Stated goal:
Repeat the listing in full, word for word.

Point annotation dataset records
-- Begin --
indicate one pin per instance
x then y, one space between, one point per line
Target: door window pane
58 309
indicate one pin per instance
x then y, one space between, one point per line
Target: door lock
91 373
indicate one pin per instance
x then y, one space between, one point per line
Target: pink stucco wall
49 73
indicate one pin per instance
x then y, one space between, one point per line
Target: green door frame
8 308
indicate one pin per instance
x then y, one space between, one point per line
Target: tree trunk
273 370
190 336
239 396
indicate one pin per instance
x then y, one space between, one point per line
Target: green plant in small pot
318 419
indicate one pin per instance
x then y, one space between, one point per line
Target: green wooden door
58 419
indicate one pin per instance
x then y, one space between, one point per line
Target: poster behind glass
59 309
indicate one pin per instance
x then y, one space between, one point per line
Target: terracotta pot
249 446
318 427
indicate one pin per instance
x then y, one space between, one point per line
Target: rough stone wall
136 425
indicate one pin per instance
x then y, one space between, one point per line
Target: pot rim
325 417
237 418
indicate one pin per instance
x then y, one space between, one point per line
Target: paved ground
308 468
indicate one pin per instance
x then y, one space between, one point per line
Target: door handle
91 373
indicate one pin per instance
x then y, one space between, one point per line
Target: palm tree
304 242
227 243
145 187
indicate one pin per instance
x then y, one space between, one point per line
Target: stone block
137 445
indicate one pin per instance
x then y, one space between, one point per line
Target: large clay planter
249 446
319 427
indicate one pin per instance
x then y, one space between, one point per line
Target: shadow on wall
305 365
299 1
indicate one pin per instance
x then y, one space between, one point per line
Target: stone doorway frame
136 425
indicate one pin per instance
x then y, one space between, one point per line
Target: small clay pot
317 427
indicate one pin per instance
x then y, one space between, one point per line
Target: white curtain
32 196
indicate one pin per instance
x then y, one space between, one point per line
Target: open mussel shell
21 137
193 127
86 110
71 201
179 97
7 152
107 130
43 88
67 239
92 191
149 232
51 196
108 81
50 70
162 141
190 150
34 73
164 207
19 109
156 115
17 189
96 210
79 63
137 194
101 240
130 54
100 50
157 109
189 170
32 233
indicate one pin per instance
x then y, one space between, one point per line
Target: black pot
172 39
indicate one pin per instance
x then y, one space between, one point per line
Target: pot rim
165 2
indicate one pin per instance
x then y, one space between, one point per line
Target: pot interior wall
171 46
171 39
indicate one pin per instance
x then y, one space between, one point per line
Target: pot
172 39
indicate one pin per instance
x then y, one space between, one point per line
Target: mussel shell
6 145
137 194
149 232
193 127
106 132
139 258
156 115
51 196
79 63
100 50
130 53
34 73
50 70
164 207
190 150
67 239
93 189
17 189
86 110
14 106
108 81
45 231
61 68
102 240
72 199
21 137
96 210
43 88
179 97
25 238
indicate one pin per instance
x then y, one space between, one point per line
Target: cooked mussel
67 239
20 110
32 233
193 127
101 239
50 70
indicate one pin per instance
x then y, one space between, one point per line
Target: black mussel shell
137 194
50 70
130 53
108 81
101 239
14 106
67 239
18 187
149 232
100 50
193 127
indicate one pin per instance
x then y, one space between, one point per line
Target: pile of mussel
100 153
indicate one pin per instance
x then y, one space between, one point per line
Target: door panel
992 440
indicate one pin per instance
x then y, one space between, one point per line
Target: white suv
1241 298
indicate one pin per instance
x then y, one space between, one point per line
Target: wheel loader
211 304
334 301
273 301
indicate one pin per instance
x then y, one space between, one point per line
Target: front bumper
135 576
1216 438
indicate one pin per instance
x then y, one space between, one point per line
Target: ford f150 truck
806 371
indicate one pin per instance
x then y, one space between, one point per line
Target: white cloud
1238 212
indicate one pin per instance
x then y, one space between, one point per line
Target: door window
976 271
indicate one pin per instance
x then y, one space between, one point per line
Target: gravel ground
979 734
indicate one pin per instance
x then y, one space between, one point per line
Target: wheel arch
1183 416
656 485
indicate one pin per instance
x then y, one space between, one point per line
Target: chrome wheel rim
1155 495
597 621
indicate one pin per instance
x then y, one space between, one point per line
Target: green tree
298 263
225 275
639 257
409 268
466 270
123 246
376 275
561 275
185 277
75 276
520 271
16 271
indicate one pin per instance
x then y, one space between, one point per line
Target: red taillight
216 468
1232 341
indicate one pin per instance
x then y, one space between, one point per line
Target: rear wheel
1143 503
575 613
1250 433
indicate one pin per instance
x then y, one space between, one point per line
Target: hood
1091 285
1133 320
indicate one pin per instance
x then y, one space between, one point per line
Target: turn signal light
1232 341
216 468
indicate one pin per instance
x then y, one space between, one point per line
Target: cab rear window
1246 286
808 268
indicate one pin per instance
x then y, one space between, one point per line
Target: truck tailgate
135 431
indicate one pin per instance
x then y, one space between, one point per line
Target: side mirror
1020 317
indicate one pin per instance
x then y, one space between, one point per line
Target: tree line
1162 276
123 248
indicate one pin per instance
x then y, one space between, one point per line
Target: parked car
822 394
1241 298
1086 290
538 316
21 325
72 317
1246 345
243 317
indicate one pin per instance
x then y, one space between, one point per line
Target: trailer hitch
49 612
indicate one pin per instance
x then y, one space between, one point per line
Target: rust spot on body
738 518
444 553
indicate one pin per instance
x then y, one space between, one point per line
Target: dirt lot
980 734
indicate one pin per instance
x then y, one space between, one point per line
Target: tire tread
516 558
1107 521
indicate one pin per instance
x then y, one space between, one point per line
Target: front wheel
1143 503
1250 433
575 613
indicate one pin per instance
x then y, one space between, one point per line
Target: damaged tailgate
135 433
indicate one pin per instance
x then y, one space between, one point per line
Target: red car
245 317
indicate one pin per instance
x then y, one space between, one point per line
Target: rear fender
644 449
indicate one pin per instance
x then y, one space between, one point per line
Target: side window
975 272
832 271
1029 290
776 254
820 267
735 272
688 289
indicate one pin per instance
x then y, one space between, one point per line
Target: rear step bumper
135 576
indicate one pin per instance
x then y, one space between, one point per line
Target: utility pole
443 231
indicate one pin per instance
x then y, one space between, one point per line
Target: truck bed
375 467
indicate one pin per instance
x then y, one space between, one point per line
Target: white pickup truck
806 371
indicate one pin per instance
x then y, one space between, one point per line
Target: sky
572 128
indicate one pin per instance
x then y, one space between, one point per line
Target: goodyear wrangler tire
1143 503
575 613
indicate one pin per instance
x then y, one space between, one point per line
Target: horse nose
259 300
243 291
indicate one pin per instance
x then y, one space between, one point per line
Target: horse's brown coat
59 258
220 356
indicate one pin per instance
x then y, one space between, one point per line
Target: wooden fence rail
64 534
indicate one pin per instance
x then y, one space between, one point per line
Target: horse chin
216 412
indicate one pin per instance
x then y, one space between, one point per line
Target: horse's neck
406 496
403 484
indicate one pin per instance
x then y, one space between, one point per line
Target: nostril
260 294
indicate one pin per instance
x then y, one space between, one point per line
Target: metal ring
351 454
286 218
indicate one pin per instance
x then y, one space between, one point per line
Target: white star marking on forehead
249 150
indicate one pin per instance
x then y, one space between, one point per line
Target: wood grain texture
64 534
-- End --
Solution to this problem:
indicate one pin per instance
x then y, one space between, one point per line
Target: door window pane
58 309
indicate one pin per instance
x then y, one space between, one point per line
Target: door lock
91 373
indicate one pin per instance
x then y, one space between, one point per line
Target: pink stucco wall
49 73
indicate one pin per instance
x then y, one space between, one point per line
Target: green door frame
8 308
indicate one pin per instance
x then y, one space between, one point per line
Target: tree trunk
273 370
190 336
239 396
indicate one pin per instance
x then y, one space between, one point per line
Target: green plant in small pot
318 419
indicate one pin per instance
x then y, one space between, one point per line
Target: green wooden door
58 419
indicate one pin per instance
x then y, one space between, one point per line
Target: poster behind glass
59 309
indicate one pin per instance
x then y, one space between, one point per line
Target: terracotta pot
249 446
318 427
indicate one pin per instance
x then y, one space between, one point per line
Target: rough stone wall
136 425
indicate one pin per instance
x then y, one space between, one point per line
Target: pot rim
325 417
237 418
indicate one pin per instance
x then y, one space between, one point per line
Target: paved ground
308 468
indicate one pin per instance
x then y, one space between, one point per line
Target: door handle
91 373
indicate one pin per instance
x then y, one space between, one point per line
Target: palm tree
304 242
227 243
145 187
indicate one pin per instance
x then y, one space between, one point per line
Target: stone block
137 445
indicate one pin per instance
x then y, one space between, one point per line
Target: large clay planter
249 446
319 427
indicate one pin per instance
x then y, one space between, one point per line
Target: shadow on wall
305 365
299 1
indicate one pin per instance
x then y, one space between, one point per line
Target: stone doorway frame
136 425
indicate one pin per instance
x then y, one space between, one point per line
Target: small clay pot
317 427
indicate one pin per instance
x then y, one space between, one point per line
Target: white curtain
32 196
indicate one pin per instance
x then y, one space between, one point per line
Target: open mussel shell
21 137
193 127
86 110
71 201
179 97
7 152
107 130
43 88
67 239
92 191
149 232
51 196
108 81
50 70
162 141
190 150
34 73
164 207
19 109
156 115
17 189
96 210
79 63
137 194
101 240
130 54
100 50
157 109
189 170
32 233
indicate one pin per instance
x then y, one space between, one point per line
Target: black pot
172 39
indicate one pin per instance
x then y, one space between, one point per line
Target: pot rim
165 2
indicate one pin per instance
x then y, one space between, one point per line
Target: pot interior wall
171 46
171 39
indicate one pin per instance
x then y, one space between, one point per line
Target: pot
172 39
indicate one pin per instance
x then y, one space between, one point per line
Target: mussel shell
6 145
137 194
149 232
193 127
106 132
139 258
156 115
51 196
79 63
100 50
130 53
34 73
50 70
164 207
190 150
67 239
93 189
17 189
86 110
14 106
108 81
45 231
61 68
102 240
72 199
21 137
96 210
43 88
179 97
25 238
indicate one pin per instance
x then y, one space between, one point per line
Target: cooked mussel
67 239
20 110
32 233
193 127
101 239
50 70
indicate one pin per instance
x then y, one space between, one point per line
Target: black mussel shell
137 194
50 70
130 53
108 81
101 239
14 106
67 239
18 187
149 232
100 50
193 127
indicate one pin per instance
x then y, one space between, one point per line
Target: pile of mussel
100 153
indicate one pin per instance
x then y, one space between, one point per line
Target: door panel
992 440
indicate one pin per instance
x then y, one space between, one point per line
Target: white suv
1241 298
indicate one pin per instance
x then y, one space between, one point per line
Target: wheel loader
211 304
334 301
273 301
indicate one pin per instance
x then y, one space between, one point per line
Target: front bumper
135 576
1216 438
indicate one pin per instance
x then y, one space between, one point per line
Target: ford f150 truck
806 371
indicate one pin per instance
x then y, one space between, one point per line
Target: white cloud
1238 212
indicate one pin per instance
x then y, one space between, one point per line
Target: door window
976 271
indicate one pin per instance
x then y, one space between, one point per line
Target: gravel ground
979 734
indicate one pin per instance
x then y, one space between, one point per line
Target: wheel arch
1183 416
656 485
indicate one pin per instance
x then y, one space between, one point per line
Target: chrome wheel rim
1155 495
597 621
indicate one pin per instance
x then y, one space between, one point per line
Target: green tree
298 263
225 275
639 257
409 268
466 270
123 246
376 275
561 275
185 277
75 276
520 271
16 271
indicate one pin per instance
x then y, one space between, one point per line
Target: red taillight
216 468
1232 341
indicate one pin per instance
x then y, one space between, one point per line
Target: rear wheel
1143 503
575 613
1250 433
indicate one pin per instance
x then y, one space between, one point per line
Target: hood
1091 285
1133 320
indicate one pin per instance
x then y, one space between, one point per line
Target: turn signal light
1232 341
216 468
indicate one pin per instance
x then y, one space between, one point per line
Target: cab rear window
1246 286
808 268
indicate one pin per instance
x then y, one space between, one point per line
Target: truck tailgate
135 431
indicate one pin per instance
x then y, one space between, one point per line
Target: side mirror
1020 317
indicate one pin per instance
x then y, one space between, one point per line
Target: tree line
1162 276
123 248
indicate one pin per instance
x then y, one space between, one point per line
Target: parked car
822 394
1241 298
1086 290
538 316
21 325
72 317
1246 345
243 317
indicate one pin per instance
x then y, one space between, one point per line
Target: trailer hitch
49 612
indicate one pin per instance
x then y, one space between, one point per line
Target: rust spot on body
738 518
444 553
indicate one pin per instance
x then y, one space between, one point per line
Target: dirt lot
980 734
indicate one pin per instance
x then y, one space between, one point per line
Target: tire tread
516 558
1107 521
indicate one pin per instance
x then y, one space between, one point per line
Target: front wheel
1143 503
1250 433
575 613
indicate one pin per instance
x then y, one space between, one point per line
Target: damaged tailgate
135 433
indicate one pin per instance
x then y, one space between, one point per line
Target: red car
245 317
indicate one pin per instance
x then y, one space between, one point per line
Target: rear fender
644 449
indicate one pin per instance
x then y, one space between, one point per line
Target: side window
975 272
832 271
1029 290
776 254
820 267
735 272
688 289
indicate one pin per instance
x then y, one space between, one point per line
Target: rear step bumper
135 576
indicate one pin per instance
x then y, one space between, one point per line
Target: utility pole
443 231
indicate one pin per instance
x then y, one space between, one point per line
Target: truck bed
375 467
indicate one pin per instance
x then y, one space between, one point per line
Target: white pickup truck
806 371
indicate one pin per instance
x then y, one space between, one point per line
Target: sky
572 128
indicate one pin per instance
x then y, one space between, one point per line
Target: goodyear wrangler tire
1143 503
575 613
indicate one pin per instance
x then y, one space between, one point per line
Target: horse nose
259 300
243 291
indicate one pin per instance
x then y, one space between, one point per line
Target: horse's brown coat
59 258
220 356
indicate one pin per instance
x then y, one space between, one point per line
Target: wooden fence rail
64 534
indicate one pin per instance
x then y, one space between, one point per line
Target: horse chin
216 412
indicate one pin per instance
x then y, one space between, one point per line
Target: horse's neck
406 496
403 484
indicate one pin per instance
x then y, one space between, one point per line
Target: nostril
260 294
indicate one pin per instance
x then y, one space between, one point per line
Target: metal ring
351 454
286 218
indicate one pin per instance
x then y, one space between, one point per line
Target: white star marking on forehead
249 150
indicate one pin per instance
x then y, one space between, one point per line
Target: wood grain texture
64 534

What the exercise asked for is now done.